→ Problem to solve
Update these lines by replacing each "instance" with "occurrence", and keep everything else the same.

→ Extracted information
--------------------
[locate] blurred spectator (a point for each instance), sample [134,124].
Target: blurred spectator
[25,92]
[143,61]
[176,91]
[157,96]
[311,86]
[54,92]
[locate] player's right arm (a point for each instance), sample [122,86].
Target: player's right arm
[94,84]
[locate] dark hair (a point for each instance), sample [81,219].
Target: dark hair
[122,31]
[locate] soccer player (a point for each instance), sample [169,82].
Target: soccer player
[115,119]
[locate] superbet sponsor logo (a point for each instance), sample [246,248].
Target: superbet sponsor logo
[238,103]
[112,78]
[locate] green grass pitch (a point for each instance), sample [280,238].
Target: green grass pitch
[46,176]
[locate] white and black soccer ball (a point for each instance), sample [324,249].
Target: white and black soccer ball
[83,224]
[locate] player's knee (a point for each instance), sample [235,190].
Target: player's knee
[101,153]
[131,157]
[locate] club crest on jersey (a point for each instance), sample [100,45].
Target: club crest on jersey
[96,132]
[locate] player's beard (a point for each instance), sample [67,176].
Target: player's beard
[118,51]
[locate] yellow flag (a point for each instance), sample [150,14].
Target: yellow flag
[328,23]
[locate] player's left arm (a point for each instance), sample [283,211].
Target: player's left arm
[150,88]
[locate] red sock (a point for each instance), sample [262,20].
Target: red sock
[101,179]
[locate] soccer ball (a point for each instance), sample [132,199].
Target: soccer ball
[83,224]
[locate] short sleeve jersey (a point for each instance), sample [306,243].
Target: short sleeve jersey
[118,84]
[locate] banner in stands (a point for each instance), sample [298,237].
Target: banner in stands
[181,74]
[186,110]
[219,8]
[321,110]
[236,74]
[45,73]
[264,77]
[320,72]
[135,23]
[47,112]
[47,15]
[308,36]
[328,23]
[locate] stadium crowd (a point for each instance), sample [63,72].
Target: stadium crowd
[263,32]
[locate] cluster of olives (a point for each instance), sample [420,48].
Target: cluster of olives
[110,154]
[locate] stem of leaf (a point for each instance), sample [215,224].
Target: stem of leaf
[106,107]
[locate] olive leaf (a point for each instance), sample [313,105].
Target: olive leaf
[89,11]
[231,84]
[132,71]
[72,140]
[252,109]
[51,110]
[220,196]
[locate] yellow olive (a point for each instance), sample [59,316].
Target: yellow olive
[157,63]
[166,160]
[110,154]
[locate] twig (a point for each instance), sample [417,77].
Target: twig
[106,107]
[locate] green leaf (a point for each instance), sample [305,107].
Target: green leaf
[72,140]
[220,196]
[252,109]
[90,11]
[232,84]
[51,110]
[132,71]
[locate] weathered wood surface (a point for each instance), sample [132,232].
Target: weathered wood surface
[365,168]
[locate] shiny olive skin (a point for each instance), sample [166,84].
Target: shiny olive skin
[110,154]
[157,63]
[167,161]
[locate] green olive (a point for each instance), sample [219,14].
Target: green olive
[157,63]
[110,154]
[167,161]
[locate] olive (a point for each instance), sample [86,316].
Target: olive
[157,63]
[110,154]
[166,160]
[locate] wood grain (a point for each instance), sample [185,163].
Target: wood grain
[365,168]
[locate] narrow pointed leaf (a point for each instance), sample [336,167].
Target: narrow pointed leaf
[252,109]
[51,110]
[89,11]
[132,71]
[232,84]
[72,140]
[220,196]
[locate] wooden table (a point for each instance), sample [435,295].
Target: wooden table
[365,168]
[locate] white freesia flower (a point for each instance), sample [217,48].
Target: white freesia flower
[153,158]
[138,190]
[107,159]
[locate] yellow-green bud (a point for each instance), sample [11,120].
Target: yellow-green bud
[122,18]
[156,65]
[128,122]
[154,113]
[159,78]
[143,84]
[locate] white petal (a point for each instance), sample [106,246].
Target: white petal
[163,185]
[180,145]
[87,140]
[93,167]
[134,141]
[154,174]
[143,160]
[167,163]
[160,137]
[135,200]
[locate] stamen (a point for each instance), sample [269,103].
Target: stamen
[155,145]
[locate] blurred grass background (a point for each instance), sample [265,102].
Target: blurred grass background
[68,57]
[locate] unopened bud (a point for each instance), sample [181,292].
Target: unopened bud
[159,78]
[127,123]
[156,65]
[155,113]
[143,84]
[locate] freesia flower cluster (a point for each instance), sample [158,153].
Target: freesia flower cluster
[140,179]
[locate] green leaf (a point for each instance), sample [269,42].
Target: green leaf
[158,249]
--------------------
→ Exercise solution
[locate] blurred spectator (a point for each occurrence), sample [134,124].
Target: blurred spectator
[25,92]
[143,61]
[176,91]
[157,96]
[311,86]
[54,92]
[locate] player's right arm (a point for each occurrence), sample [122,86].
Target: player's right arm
[94,84]
[locate] dark hair (a point for each occurrence), sample [81,219].
Target: dark hair
[122,31]
[locate] soccer player (a point for each occurrence), sample [169,82].
Target: soccer player
[115,119]
[locate] superbet sponsor logo (a point for each occurrence), sample [246,248].
Target: superbet sponsor logo
[238,103]
[112,78]
[locate] green grass pitch (a point for each occurrence), sample [280,238].
Target: green grass pitch
[46,176]
[locate] white and black soccer ball (a point for each occurrence), sample [324,249].
Target: white and black soccer ball
[83,224]
[locate] player's knee (a point for each occurrence), sample [235,190].
Target: player's knee
[101,153]
[131,157]
[locate] club crest on jersey (a point for each occurrence), sample [100,45].
Target: club crest on jersey
[96,132]
[locate] player's beard (a point for each occurrence), sample [67,176].
Target: player's beard
[118,51]
[locate] yellow flag (a point for each occurrence), sample [150,14].
Target: yellow flag
[328,23]
[locate] player's left arm (a point for each occurrence), sample [283,211].
Target: player's left arm
[150,88]
[locate] red sock (a point for each occurrence), sample [262,20].
Target: red sock
[101,179]
[locate] soccer ball (a point for each occurrence), sample [132,199].
Target: soccer ball
[83,224]
[locate] short sleeve jersey (a point for each occurrence), sample [306,243].
Target: short sleeve jersey
[118,84]
[locate] banner in stands (a point for each occurrence), sample [298,237].
Target: banner in stands
[181,74]
[186,110]
[219,8]
[321,110]
[236,74]
[45,73]
[264,77]
[320,72]
[135,23]
[47,112]
[47,15]
[308,36]
[328,23]
[locate] stadium crowd (a point for each occurrence), sample [63,72].
Target: stadium crowd
[263,32]
[locate] cluster of olives (a point for each occurrence), sample [420,48].
Target: cluster of olives
[110,154]
[locate] stem of leaf (a point for each occurrence), sample [215,224].
Target: stem of leaf
[106,107]
[locate] olive leaf (a point for each occurrence), sample [313,105].
Target: olive leaf
[89,11]
[231,84]
[132,71]
[72,140]
[252,109]
[51,110]
[220,196]
[locate] yellow olive (a point for each occurrence), sample [59,316].
Target: yellow olive
[157,63]
[166,160]
[110,154]
[locate] twig (a point for each occurrence), sample [417,77].
Target: twig
[106,107]
[locate] green leaf (a point for each occurrence), sample [305,107].
Target: green leaf
[72,140]
[220,196]
[252,109]
[90,11]
[232,84]
[51,110]
[132,71]
[locate] weathered wood surface (a point for each occurrence), sample [132,232].
Target: weathered wood surface
[365,168]
[locate] shiny olive skin (a point for each occurrence), sample [166,84].
Target: shiny olive skin
[110,154]
[157,63]
[167,161]
[locate] green olive (a point for each occurrence), sample [219,14].
Target: green olive
[157,63]
[110,154]
[167,161]
[locate] olive (a point for each occurrence), sample [86,316].
Target: olive
[157,63]
[110,154]
[166,160]
[locate] wood grain (a point for each occurrence), sample [185,163].
Target: wood grain
[365,168]
[locate] narrow pointed leaf (a point for each occurrence), sample [336,167].
Target: narrow pointed leaf
[252,109]
[51,110]
[89,11]
[132,71]
[232,84]
[72,140]
[220,196]
[locate] wooden table (a point for each occurrence), sample [435,295].
Target: wooden table
[365,168]
[locate] white freesia flower (a point for each occurrence), sample [217,48].
Target: white freesia flower
[153,158]
[138,190]
[107,159]
[locate] yellow-green bud (a point for each occurrence), sample [11,120].
Target: yellow-green bud
[122,18]
[156,65]
[128,122]
[154,113]
[159,78]
[143,84]
[locate] white petal (a point for each occurrence), sample [106,246].
Target: white petal
[163,185]
[180,145]
[87,140]
[93,167]
[134,141]
[154,174]
[143,160]
[167,163]
[160,137]
[135,200]
[locate] stamen (a point for each occurrence), sample [269,103].
Target: stamen
[155,145]
[locate] blurred grass background (a point for each occurrence), sample [265,102].
Target: blurred grass background
[68,57]
[locate] unopened bud (a point for each occurrence), sample [181,292].
Target: unopened bud
[159,78]
[127,123]
[156,65]
[155,113]
[143,84]
[locate] freesia flower cluster (a point for each occurrence), sample [158,153].
Target: freesia flower cluster
[140,179]
[locate] green leaf (a point for each occurrence), sample [269,42].
Target: green leaf
[158,249]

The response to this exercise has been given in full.